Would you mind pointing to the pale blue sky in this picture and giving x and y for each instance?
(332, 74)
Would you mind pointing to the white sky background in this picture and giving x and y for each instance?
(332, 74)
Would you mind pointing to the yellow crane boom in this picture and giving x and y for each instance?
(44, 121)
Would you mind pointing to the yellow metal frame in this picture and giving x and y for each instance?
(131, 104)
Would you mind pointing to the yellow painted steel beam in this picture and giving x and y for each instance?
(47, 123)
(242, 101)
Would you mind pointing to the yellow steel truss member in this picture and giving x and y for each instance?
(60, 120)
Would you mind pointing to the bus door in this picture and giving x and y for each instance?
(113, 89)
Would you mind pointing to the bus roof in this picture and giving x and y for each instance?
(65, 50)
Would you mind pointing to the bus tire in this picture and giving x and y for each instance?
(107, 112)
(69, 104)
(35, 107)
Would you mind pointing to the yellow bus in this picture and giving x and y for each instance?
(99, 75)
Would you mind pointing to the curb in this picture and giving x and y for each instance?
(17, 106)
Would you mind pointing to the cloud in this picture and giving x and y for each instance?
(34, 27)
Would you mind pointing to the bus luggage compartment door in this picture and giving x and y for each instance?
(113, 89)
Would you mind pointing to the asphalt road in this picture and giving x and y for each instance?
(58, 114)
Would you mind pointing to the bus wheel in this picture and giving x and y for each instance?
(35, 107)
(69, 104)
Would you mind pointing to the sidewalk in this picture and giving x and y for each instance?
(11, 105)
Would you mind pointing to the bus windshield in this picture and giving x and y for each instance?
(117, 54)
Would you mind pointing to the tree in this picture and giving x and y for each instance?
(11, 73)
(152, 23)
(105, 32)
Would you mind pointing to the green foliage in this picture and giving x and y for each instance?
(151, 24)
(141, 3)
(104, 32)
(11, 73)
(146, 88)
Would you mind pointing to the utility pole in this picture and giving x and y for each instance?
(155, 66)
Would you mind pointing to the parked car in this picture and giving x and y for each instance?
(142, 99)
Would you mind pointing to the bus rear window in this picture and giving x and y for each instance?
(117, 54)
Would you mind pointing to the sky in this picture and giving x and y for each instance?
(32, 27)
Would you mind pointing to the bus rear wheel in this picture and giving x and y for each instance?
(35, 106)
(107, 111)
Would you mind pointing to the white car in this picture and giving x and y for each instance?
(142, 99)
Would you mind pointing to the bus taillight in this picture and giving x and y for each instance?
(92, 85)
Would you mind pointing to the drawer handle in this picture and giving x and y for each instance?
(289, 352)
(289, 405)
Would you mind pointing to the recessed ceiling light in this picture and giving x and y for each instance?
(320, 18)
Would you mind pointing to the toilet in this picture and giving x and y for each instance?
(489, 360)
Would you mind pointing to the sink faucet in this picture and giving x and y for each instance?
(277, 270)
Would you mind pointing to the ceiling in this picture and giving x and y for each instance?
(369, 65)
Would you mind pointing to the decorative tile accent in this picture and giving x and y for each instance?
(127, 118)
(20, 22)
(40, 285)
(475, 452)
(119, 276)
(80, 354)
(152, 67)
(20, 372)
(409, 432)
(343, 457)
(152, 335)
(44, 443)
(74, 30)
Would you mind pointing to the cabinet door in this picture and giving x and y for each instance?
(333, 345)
::::::
**WRITTEN REQUEST:**
Copy out the whole listing exactly as written.

**TASK SOLUTION:**
Would you mind pointing to the pale blue sky in this picture and giving x and y for each instance?
(332, 74)
Would you mind pointing to the white sky background in this picture and giving x and y for each instance?
(332, 74)
Would you mind pointing to the yellow crane boom in this picture and giving x and y for each instance?
(44, 121)
Would you mind pointing to the yellow metal frame in this picture and giving x and y for each instance?
(131, 104)
Would you mind pointing to the yellow painted steel beam in this picture and giving x and y for each instance?
(47, 123)
(242, 101)
Would you mind pointing to the yellow steel truss member in this picture and giving x and y for each instance?
(60, 120)
Would you mind pointing to the bus door in this picture and giving x and y for each instance?
(113, 89)
Would you mind pointing to the bus roof in this picture and giving x and y for each instance?
(65, 50)
Would you mind pointing to the bus tire in this picture and giving x and y for each instance?
(107, 112)
(69, 104)
(35, 107)
Would you mind pointing to the yellow bus in this picture and giving x and y for each instance?
(99, 75)
Would you mind pointing to the curb in this picture and giving x and y for each instance?
(17, 106)
Would you mind pointing to the cloud in this picture and giving x and y for each instance?
(34, 27)
Would you mind pointing to the bus luggage compartment door in this picture and giving x and y for each instance?
(113, 89)
Would you mind pointing to the asphalt road in this picture and giving x and y for each instance?
(58, 114)
Would you mind pointing to the bus wheel in this picture and giving x and y for each instance?
(35, 107)
(69, 104)
Would you mind pointing to the sidewalk in this picture and giving x and y for each instance?
(11, 105)
Would you mind pointing to the bus windshield in this picture and giving x and y for each instance?
(117, 54)
Would you mind pointing to the tree in this picture and giving x and y for each instance?
(11, 73)
(152, 23)
(105, 32)
Would you mind pointing to the green foliage in this picture and giving x and y for each instance?
(151, 24)
(141, 3)
(104, 32)
(11, 73)
(146, 88)
Would you mind pointing to the utility pole in this picture and giving x and y for each instance?
(155, 66)
Would you mind pointing to the parked car in this picture and giving x and y for each instance?
(142, 99)
Would you mind pointing to the bus rear window in this picture and giving x and y for each instance?
(117, 54)
Would you mind pointing to the sky in this picture and giving x and y for each instance?
(32, 27)
Would you mind pointing to the bus rear wheel in this picture and giving x and y for each instance?
(35, 106)
(107, 111)
Would you mind pointing to the white car in this picture and giving x and y for each instance?
(142, 99)
Would you mind pointing to the bus taillight in this picture and giving x and y for each instance?
(92, 85)
Would you mind pointing to the drawer handle in this picture and giving x and y for each instance?
(289, 352)
(289, 405)
Would you mind pointing to the recessed ceiling light in this picture and giving x and y for each instance?
(320, 18)
Would you mind pointing to the toilet in this picture and giving x and y for each instance?
(489, 360)
Would you mind pointing to the sink faucet in this picture and giving x and y for each instance?
(277, 270)
Would you mind pointing to the ceiling in this picture and giving x and y for each instance?
(369, 65)
Would you mind pointing to the decorative tile accent in this picture and giving x and y for each instance?
(127, 118)
(20, 22)
(40, 285)
(475, 452)
(119, 276)
(80, 354)
(152, 67)
(20, 372)
(409, 432)
(343, 457)
(152, 335)
(44, 443)
(74, 30)
Would you mind pointing to the cabinet door in this picture and giving x and y for each instance?
(333, 345)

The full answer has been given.